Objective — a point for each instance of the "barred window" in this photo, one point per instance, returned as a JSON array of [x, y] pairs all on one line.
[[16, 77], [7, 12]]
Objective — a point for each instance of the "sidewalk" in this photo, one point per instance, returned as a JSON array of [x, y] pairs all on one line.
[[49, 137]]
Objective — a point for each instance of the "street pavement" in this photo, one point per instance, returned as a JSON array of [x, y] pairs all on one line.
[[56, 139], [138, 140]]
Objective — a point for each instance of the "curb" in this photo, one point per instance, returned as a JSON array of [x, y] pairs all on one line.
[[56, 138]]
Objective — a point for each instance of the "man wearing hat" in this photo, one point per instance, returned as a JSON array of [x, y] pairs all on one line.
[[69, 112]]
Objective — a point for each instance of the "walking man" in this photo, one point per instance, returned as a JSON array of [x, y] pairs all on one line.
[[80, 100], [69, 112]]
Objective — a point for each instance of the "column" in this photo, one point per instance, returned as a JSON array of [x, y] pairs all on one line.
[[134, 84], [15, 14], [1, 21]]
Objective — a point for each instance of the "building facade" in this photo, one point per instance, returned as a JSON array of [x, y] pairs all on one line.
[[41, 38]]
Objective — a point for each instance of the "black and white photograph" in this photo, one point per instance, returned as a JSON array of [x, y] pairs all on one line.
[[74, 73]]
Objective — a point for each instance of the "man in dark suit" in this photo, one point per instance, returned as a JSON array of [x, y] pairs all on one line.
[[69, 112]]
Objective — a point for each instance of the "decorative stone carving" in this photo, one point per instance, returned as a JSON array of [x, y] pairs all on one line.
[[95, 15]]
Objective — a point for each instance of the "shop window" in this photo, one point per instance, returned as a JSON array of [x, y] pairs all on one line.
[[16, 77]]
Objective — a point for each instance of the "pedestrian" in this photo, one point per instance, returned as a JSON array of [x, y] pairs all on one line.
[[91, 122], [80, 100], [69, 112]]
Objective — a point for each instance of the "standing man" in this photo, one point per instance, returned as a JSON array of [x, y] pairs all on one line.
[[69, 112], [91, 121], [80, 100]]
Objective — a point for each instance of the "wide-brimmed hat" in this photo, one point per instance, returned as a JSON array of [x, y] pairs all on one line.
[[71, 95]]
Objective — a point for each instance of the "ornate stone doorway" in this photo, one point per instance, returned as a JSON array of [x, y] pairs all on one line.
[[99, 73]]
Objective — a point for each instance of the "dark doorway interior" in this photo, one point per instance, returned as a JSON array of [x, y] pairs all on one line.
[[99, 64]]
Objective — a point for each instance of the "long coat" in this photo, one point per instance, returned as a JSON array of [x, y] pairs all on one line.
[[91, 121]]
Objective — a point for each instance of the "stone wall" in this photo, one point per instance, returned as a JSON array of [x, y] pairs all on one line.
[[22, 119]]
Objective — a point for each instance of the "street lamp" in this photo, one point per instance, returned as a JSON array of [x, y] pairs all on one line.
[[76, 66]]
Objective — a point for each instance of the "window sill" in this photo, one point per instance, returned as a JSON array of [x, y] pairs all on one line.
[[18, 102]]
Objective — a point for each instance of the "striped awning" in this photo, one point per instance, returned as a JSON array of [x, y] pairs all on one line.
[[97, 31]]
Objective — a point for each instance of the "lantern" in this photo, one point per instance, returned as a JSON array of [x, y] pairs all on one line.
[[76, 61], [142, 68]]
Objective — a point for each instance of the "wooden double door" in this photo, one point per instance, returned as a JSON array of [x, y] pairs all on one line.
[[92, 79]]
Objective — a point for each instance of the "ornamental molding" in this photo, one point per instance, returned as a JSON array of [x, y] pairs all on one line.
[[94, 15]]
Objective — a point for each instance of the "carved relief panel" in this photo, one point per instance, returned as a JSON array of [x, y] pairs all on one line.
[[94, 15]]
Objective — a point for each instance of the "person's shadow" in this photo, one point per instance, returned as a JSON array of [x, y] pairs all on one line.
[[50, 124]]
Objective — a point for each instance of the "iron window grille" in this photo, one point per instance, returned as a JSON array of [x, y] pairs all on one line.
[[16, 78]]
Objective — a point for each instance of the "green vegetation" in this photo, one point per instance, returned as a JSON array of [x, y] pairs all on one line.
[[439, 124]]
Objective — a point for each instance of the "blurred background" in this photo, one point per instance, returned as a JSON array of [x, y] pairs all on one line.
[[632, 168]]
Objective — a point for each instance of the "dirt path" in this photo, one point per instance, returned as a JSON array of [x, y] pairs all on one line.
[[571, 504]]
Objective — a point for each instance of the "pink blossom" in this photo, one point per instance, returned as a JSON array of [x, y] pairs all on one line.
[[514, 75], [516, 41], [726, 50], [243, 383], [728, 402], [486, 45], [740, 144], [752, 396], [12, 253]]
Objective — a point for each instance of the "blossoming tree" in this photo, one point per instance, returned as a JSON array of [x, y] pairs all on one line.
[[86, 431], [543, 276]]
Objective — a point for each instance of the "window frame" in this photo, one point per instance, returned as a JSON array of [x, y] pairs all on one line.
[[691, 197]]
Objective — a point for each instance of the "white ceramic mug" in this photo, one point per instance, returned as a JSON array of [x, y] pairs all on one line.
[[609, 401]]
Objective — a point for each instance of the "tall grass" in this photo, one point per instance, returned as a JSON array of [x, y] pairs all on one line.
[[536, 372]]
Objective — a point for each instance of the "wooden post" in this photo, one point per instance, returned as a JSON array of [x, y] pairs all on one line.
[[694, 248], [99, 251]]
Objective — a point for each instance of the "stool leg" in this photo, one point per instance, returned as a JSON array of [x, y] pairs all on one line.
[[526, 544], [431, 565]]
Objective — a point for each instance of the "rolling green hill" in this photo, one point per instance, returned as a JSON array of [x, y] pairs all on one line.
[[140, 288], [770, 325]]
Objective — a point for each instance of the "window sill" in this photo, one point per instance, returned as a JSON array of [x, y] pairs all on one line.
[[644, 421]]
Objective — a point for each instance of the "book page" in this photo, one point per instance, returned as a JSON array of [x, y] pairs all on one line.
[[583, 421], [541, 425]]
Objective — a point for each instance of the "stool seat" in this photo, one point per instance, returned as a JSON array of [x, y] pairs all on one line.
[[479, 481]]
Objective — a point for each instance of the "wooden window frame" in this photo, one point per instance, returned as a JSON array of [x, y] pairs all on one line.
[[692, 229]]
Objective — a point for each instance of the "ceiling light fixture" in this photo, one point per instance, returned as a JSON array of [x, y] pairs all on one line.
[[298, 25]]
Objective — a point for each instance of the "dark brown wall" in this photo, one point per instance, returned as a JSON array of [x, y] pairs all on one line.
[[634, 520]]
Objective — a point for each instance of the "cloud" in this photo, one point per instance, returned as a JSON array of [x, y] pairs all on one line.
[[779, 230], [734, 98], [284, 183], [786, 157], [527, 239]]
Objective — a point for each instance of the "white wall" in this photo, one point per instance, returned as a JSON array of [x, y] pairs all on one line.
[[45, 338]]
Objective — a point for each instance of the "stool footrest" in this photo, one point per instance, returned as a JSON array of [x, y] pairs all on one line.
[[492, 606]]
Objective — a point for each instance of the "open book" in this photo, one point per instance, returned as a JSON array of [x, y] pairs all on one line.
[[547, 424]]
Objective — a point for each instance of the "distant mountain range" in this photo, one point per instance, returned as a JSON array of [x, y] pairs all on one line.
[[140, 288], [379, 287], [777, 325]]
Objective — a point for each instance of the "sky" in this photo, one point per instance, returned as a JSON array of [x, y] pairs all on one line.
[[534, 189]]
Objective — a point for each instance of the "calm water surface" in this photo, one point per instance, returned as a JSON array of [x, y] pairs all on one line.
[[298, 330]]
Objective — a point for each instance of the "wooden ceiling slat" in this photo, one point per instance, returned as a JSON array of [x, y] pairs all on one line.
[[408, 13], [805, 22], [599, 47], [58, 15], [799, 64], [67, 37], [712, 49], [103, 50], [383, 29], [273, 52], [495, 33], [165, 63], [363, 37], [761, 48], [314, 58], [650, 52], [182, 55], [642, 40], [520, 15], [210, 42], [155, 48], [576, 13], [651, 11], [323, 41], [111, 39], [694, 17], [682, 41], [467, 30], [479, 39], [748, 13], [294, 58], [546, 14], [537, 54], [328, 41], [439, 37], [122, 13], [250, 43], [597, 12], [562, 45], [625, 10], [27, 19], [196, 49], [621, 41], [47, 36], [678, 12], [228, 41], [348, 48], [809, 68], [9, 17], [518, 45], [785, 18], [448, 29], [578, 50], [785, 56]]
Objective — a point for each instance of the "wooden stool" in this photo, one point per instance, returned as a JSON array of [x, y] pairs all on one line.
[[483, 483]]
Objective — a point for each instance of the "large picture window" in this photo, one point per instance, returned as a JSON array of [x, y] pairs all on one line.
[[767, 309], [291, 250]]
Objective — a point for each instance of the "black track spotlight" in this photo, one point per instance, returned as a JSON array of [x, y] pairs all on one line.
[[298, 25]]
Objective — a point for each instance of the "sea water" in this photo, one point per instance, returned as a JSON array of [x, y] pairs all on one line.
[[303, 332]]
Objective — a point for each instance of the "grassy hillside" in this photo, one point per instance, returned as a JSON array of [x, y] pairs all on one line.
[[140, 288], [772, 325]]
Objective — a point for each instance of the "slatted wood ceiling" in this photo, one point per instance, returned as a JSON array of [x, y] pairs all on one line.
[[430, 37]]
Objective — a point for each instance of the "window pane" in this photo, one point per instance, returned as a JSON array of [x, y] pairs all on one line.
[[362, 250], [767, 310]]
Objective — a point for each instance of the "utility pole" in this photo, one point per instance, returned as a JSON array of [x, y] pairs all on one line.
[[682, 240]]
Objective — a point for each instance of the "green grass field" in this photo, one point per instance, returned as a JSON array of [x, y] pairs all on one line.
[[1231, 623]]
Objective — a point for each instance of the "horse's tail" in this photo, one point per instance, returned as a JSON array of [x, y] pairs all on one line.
---
[Qué se pide]: Selecciona cada línea de las entradas anteriores que contenga la cadena "doorway", distinguiendo entre mayúsculas y minúsculas.

[Respuesta correcta]:
Objective — a point for each instance of the "ornate stone doorway" in this photo, one point per instance, returned as a JSON array of [x, y] pairs all on one line.
Objective — a point for each instance of the "dark doorway interior" in this photo, one point per instance, returned as a JSON array of [x, y] pairs all on one line.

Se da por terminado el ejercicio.